Wyodrębniony tekst

Skocz do zawartości

Los Angeles Lakers 2013/14


Kubbas

Rekomendowane odpowiedzi

To czyste gdybanie, bo biorąc pod uwagę jego stosunek do pracy to bardzo możliwe, że ta kontuzja, a co za tym idzie długi odpoczynek wyjdą mu na dobre. Pod względem sportowym ciągle może dać Lakers tyle ile żaden inny SG w lidze. Co innego kontrakt, to nie jest 2008 rok...

Odnośnik do komentarza
Udostępnij na innych stronach

Co do Bryanta to ja mocno obawiam się tego achillesa, znacznie bardziej niż kontuzjowanego kolana. A co do wypowiedzi, że to jego ostatni kontrakt to myślę, że zależy to od ilości punktów, jakie zdobędzie w dwóch najbliższych sezonach. jeśli będzie to coś w okolicach 4000 to na bank będzie grał dalej, niezależnie od tego, co zbuduje Kupchak. Natomiast jeśli dopadnie go w najbliższym sezonie kontuzja, bądź będzie grał słabo to już za rok wyląduje na emeryturze. I teraz pytanie, Kobe kończy po kolejnym sezonie, jak wówczas wygląda jego drugi rok kontraktu pod względem salary? To się wlicza czy nie?

Odnośnik do komentarza
Udostępnij na innych stronach

To czyste gdybanie, bo biorąc pod uwagę jego stosunek do pracy to bardzo możliwe, że ta kontuzja, a co za tym idzie długi odpoczynek wyjdą mu na dobre. Pod względem sportowym ciągle może dać Lakers tyle ile żaden inny SG w lidze. Co innego kontrakt, to nie jest 2008 rok...

To achilles, a nie jakaś zwykła kontuzja, dzięki której może odpocząć, naładować baterie i wrócić bez śladu po niej. 

 

Kto wrócił mocny po takiej kontuzji? Wilkins? Jedynie co może pocieszać i dawać moim zdaniem nadzieje na mocny powrót, to work ethic i wrodzone zawzięcie Bryanta. 

Odnośnik do komentarza
Udostępnij na innych stronach

Co do Bryanta to ja mocno obawiam się tego achillesa, znacznie bardziej niż kontuzjowanego kolana. A co do wypowiedzi, że to jego ostatni kontrakt to myślę, że zależy to od ilości punktów, jakie zdobędzie w dwóch najbliższych sezonach. jeśli będzie to coś w okolicach 4000 to na bank będzie grał dalej, niezależnie od tego, co zbuduje Kupchak. Natomiast jeśli dopadnie go w najbliższym sezonie kontuzja, bądź będzie grał słabo to już za rok wyląduje na emeryturze. I teraz pytanie, Kobe kończy po kolejnym sezonie, jak wówczas wygląda jego drugi rok kontraktu pod względem salary? To się wlicza czy nie?

Rekordy ze źródła danych
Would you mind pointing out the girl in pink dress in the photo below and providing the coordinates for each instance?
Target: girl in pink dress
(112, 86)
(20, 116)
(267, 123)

* * *

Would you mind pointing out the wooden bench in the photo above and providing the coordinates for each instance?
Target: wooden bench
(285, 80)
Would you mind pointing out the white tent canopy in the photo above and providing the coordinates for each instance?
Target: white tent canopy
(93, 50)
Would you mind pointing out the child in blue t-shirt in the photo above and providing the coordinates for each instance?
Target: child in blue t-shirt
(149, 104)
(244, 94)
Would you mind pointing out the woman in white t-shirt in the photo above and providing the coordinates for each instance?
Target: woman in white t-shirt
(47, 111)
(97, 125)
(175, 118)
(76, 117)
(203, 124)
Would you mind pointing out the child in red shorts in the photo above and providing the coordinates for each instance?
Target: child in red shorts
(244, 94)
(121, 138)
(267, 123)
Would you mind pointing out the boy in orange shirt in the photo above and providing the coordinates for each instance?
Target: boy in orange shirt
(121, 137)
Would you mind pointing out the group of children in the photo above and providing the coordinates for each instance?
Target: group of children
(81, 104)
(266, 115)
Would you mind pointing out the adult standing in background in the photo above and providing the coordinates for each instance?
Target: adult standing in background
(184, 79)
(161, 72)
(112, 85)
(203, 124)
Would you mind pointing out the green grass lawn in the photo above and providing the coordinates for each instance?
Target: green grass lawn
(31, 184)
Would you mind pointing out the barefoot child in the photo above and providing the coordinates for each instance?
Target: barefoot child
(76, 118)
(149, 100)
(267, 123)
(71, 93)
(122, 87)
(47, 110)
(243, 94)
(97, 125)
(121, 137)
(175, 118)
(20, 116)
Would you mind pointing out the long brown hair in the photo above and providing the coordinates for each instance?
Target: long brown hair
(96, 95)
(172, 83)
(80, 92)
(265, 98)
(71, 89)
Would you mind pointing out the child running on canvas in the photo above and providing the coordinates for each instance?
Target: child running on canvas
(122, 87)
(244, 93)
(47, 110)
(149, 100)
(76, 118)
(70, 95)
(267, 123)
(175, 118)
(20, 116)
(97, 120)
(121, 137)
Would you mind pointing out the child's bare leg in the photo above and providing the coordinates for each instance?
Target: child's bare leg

Cele
1. Jakie nazwiska koszykarzy i działaczy pojawiają się w wątku o Lakers 2013/14? Wymień wszystkie.
2. Ile punktów w dwóch najbliższych sezonach musiałby zdobyć Bryant, by według jednego z komentarzy w wątku o Lakers 2013/14 na pewno grać dalej?
3. Przepisz z wątku o Lakers 2013/14 fragment od „Kto wrócił mocny” do „wrodzone zawzięcie Bryanta.”, łącznie z tymi słowami.

Rozwiązania zadań
1. Bryant, Kupchak, Wilkins

2. Coś w okolicach 4000 punktów.

3.
Kto wrócił mocny po takiej kontuzji? Wilkins? Jedynie co może pocieszać i dawać moim zdaniem nadzieje na mocny powrót, to work ethic i wrodzone zawzięcie Bryanta.